◆ HOW TO COMPLETE THIS TASK
What you produce should be every line from the data that includes "rocky".

◆ RECORDS FOR THIS EXERCISE
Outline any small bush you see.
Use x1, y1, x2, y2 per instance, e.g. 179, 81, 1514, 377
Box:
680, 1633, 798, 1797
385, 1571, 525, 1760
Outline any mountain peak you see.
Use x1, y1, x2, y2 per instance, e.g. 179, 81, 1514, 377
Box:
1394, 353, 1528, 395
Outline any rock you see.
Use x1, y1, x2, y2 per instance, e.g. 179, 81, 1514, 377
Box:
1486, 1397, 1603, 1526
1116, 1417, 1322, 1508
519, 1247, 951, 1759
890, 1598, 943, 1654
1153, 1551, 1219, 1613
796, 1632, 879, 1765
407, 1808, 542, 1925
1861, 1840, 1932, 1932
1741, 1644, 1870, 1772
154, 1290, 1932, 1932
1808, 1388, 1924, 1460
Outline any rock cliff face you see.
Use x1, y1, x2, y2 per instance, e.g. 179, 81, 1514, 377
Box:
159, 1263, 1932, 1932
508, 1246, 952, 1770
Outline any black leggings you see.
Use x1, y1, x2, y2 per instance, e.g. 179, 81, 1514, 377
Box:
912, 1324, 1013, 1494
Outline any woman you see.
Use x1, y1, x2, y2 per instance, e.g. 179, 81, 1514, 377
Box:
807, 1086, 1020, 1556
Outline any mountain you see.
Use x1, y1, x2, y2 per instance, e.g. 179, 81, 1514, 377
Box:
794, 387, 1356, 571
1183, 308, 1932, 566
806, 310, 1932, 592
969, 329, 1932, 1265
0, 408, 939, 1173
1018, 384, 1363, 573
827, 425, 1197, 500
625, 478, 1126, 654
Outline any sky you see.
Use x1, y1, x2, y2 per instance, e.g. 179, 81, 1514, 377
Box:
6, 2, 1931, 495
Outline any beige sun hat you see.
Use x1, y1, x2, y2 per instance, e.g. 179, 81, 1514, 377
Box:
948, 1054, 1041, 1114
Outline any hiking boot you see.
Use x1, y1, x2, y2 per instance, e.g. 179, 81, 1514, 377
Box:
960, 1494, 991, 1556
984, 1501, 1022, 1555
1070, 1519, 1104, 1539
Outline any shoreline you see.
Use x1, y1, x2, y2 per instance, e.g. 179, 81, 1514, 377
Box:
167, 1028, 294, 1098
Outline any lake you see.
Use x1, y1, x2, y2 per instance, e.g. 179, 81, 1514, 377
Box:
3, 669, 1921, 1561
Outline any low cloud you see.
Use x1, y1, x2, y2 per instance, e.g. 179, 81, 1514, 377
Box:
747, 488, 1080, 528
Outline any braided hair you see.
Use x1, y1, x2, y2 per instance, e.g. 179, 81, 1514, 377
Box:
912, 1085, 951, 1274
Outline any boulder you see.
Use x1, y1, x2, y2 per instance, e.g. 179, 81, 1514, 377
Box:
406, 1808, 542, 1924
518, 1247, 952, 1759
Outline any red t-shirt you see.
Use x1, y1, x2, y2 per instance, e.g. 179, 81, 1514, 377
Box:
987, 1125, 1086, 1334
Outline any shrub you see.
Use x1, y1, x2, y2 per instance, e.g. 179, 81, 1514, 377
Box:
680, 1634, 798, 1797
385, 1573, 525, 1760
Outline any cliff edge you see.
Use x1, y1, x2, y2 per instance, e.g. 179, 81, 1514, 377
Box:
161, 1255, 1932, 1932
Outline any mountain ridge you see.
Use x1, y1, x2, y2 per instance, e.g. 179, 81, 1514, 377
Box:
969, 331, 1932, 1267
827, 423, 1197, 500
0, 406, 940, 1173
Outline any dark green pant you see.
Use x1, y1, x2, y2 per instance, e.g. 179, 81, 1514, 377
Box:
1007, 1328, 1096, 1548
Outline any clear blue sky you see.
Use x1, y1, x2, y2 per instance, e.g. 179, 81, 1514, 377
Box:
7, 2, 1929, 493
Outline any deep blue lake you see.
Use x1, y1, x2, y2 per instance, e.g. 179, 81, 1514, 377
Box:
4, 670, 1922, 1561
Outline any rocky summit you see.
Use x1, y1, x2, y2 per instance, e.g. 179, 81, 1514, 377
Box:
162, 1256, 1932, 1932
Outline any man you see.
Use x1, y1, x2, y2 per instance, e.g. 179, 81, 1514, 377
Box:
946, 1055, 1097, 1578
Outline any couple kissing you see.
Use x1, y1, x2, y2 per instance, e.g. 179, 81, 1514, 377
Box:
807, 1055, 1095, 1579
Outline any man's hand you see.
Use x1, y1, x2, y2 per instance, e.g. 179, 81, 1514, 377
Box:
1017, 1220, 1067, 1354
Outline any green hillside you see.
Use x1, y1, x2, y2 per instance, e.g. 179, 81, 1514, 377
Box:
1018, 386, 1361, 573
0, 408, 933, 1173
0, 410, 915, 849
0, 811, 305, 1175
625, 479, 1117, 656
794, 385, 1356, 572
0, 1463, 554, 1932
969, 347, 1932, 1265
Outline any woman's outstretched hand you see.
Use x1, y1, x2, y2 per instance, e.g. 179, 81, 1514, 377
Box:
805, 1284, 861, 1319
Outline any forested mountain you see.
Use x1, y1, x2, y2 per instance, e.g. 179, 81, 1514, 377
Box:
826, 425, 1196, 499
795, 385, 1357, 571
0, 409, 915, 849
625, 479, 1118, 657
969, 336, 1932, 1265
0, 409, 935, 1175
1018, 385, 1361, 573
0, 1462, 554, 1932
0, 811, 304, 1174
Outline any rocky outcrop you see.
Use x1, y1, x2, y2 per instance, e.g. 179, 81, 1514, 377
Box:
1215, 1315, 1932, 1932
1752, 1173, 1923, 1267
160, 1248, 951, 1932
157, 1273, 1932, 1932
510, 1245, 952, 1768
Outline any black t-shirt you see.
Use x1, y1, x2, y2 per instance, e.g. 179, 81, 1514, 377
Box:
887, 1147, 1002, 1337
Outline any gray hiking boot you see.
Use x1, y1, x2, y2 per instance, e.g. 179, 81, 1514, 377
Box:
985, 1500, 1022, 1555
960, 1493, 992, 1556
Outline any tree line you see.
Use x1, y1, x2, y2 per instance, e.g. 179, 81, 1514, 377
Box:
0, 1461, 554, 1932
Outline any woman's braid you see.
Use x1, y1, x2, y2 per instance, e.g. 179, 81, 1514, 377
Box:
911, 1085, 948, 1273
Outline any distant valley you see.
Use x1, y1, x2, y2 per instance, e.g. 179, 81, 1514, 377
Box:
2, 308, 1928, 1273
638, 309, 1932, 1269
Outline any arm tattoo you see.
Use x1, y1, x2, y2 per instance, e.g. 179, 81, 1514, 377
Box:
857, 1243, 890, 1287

◆ SOLUTION FOR THIS TASK
Outline any rocky summit you see.
Outline any rocky outcrop you see.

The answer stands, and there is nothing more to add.